[Opening Task inputs section]

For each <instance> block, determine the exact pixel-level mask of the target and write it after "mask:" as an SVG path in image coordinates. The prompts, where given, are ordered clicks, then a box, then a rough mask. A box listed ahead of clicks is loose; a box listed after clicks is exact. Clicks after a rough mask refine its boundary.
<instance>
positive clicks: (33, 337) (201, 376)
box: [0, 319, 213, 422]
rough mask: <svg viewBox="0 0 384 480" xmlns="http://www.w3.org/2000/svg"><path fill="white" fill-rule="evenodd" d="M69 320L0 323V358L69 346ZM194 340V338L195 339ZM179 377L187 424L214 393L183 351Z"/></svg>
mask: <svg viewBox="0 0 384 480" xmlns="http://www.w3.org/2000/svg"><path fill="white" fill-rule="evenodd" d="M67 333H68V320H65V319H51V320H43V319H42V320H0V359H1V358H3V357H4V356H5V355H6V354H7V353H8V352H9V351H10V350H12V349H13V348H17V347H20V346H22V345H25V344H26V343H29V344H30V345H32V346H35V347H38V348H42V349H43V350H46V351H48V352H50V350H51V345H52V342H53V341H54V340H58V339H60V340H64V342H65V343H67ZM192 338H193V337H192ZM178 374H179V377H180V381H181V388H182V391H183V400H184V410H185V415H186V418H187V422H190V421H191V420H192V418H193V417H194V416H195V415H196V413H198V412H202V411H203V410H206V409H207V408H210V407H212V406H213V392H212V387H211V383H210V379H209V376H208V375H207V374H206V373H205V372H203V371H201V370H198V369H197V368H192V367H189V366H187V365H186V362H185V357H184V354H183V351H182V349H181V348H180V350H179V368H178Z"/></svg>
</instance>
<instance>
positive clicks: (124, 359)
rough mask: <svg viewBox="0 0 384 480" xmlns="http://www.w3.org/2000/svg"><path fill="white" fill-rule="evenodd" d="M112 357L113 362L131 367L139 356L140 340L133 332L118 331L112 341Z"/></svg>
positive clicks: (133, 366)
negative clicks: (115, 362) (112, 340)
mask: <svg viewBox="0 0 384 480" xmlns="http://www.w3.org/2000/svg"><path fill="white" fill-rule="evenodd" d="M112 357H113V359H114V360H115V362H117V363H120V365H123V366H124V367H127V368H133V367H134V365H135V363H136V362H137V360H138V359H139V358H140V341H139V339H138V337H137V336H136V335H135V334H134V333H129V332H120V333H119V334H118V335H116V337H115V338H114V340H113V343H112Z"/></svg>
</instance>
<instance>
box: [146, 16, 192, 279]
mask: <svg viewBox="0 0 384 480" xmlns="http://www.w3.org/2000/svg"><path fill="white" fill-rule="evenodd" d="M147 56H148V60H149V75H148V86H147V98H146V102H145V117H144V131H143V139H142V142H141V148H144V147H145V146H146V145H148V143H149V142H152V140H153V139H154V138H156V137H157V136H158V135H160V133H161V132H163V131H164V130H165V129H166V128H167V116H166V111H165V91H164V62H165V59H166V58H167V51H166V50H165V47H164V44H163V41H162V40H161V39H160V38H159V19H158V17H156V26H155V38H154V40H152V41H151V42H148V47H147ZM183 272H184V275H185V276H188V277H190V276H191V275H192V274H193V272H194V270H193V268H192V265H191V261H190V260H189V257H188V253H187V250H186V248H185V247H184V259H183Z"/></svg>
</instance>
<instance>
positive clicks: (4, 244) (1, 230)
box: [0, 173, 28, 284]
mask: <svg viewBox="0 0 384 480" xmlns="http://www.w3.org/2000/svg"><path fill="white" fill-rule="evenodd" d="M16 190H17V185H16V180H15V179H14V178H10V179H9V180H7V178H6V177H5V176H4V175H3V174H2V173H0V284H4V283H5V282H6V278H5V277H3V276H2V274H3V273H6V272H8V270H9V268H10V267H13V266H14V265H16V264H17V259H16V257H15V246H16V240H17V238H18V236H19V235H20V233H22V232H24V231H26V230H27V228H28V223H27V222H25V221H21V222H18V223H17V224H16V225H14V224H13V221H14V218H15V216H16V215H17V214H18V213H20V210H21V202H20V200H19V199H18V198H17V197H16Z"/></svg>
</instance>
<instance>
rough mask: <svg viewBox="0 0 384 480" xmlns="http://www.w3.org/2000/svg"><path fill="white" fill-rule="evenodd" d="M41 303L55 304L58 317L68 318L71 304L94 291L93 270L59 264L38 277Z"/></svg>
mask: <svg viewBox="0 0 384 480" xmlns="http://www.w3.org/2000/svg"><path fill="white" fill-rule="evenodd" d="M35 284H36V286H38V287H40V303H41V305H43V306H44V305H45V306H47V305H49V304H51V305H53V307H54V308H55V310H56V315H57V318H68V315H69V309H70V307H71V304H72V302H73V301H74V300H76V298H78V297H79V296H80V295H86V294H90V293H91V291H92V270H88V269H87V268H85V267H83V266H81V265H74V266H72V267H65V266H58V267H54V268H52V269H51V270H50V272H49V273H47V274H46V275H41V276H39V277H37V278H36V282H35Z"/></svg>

[Closing Task inputs section]

Aim of the task
Render all of the material above as a numbered list with one line per item, and leave out any blank lines.

Answer to this task
1. For each <instance> block, determine the exact pixel-level mask of the target and write it after "mask:" as an SVG path in image coordinates. The prompts, where given, are ordered clicks, then a box, then a rough mask. A box listed ahead of clicks is loose; a box listed after clicks is exact. Clicks after a rough mask refine its boundary.
2. <instance>
3. positive clicks: (33, 337) (201, 376)
4. box: [0, 319, 213, 422]
5. rough mask: <svg viewBox="0 0 384 480" xmlns="http://www.w3.org/2000/svg"><path fill="white" fill-rule="evenodd" d="M69 320L0 323V358L69 346ZM194 340V338L195 339ZM179 377L187 424L214 393L183 351Z"/></svg>
6. mask: <svg viewBox="0 0 384 480" xmlns="http://www.w3.org/2000/svg"><path fill="white" fill-rule="evenodd" d="M67 333H68V320H65V319H51V320H43V319H42V320H0V359H1V358H3V357H4V356H5V355H6V354H7V353H8V352H9V351H10V350H12V349H13V348H17V347H20V346H22V345H25V344H26V343H29V344H30V345H32V346H35V347H38V348H42V349H43V350H46V351H48V352H50V350H51V345H52V342H53V341H54V340H58V339H60V340H64V342H65V343H67ZM192 338H193V337H192ZM178 374H179V377H180V381H181V388H182V391H183V400H184V410H185V415H186V418H187V422H190V421H191V420H192V418H193V417H194V416H195V415H196V413H198V412H202V411H203V410H206V409H207V408H210V407H212V406H213V392H212V387H211V383H210V379H209V376H208V375H207V374H206V373H205V372H203V371H201V370H198V369H197V368H192V367H189V366H187V365H186V362H185V357H184V354H183V351H182V349H181V348H180V350H179V368H178Z"/></svg>
7. </instance>
8. <instance>
9. positive clicks: (124, 359)
10. rough mask: <svg viewBox="0 0 384 480" xmlns="http://www.w3.org/2000/svg"><path fill="white" fill-rule="evenodd" d="M112 357L113 362L131 367L139 356L140 340L133 332L118 331L112 341Z"/></svg>
11. positive clicks: (133, 366)
12. negative clicks: (115, 362) (112, 340)
13. mask: <svg viewBox="0 0 384 480" xmlns="http://www.w3.org/2000/svg"><path fill="white" fill-rule="evenodd" d="M112 357H113V359H114V360H115V362H117V363H120V365H123V366H124V367H127V368H133V367H134V365H135V363H136V362H137V360H138V359H139V358H140V341H139V339H138V337H137V336H136V335H135V334H134V333H129V332H120V333H119V334H118V335H116V337H115V338H114V340H113V343H112Z"/></svg>
14. </instance>
15. <instance>
16. box: [146, 16, 192, 279]
17. mask: <svg viewBox="0 0 384 480" xmlns="http://www.w3.org/2000/svg"><path fill="white" fill-rule="evenodd" d="M147 56H148V60H149V75H148V86H147V98H146V102H145V117H144V131H143V139H142V142H141V148H144V147H145V146H146V145H148V143H149V142H152V140H153V139H154V138H156V137H157V136H158V135H160V133H161V132H163V131H164V130H165V129H166V128H167V116H166V111H165V91H164V62H165V59H166V58H167V51H166V50H165V47H164V44H163V41H162V40H161V39H160V38H159V19H158V17H156V26H155V38H154V40H152V41H151V42H148V47H147ZM183 272H184V275H185V276H188V277H190V276H191V275H192V274H193V272H194V270H193V268H192V265H191V261H190V260H189V257H188V253H187V250H186V248H185V247H184V259H183Z"/></svg>
18. </instance>
19. <instance>
20. positive clicks: (4, 244) (1, 230)
21. box: [0, 173, 28, 284]
22. mask: <svg viewBox="0 0 384 480" xmlns="http://www.w3.org/2000/svg"><path fill="white" fill-rule="evenodd" d="M16 190H17V185H16V180H15V179H14V178H10V179H9V180H7V178H6V177H5V176H4V175H3V174H2V173H0V284H4V283H5V282H6V278H5V277H3V276H2V274H3V273H6V272H8V270H9V268H10V267H13V266H14V265H16V264H17V259H16V257H15V246H16V240H17V238H18V236H19V235H20V233H22V232H24V231H26V230H27V228H28V223H27V222H25V221H21V222H18V223H17V224H16V225H14V224H13V221H14V218H15V216H16V215H17V214H18V213H20V210H21V202H20V200H19V199H18V198H17V197H16Z"/></svg>
23. </instance>
24. <instance>
25. rough mask: <svg viewBox="0 0 384 480" xmlns="http://www.w3.org/2000/svg"><path fill="white" fill-rule="evenodd" d="M41 303L55 304L58 317L68 318L71 304L94 291L93 270L59 264L38 277Z"/></svg>
26. mask: <svg viewBox="0 0 384 480" xmlns="http://www.w3.org/2000/svg"><path fill="white" fill-rule="evenodd" d="M35 284H36V286H38V287H40V303H41V305H43V306H44V305H45V306H47V305H49V304H51V305H53V307H54V308H55V310H56V315H57V318H68V315H69V309H70V307H71V304H72V302H73V301H74V300H76V298H78V297H79V296H80V295H86V294H90V293H91V291H92V270H88V269H87V268H85V267H83V266H81V265H74V266H72V267H65V266H58V267H54V268H52V269H51V270H50V272H49V273H47V274H46V275H41V276H39V277H37V278H36V282H35Z"/></svg>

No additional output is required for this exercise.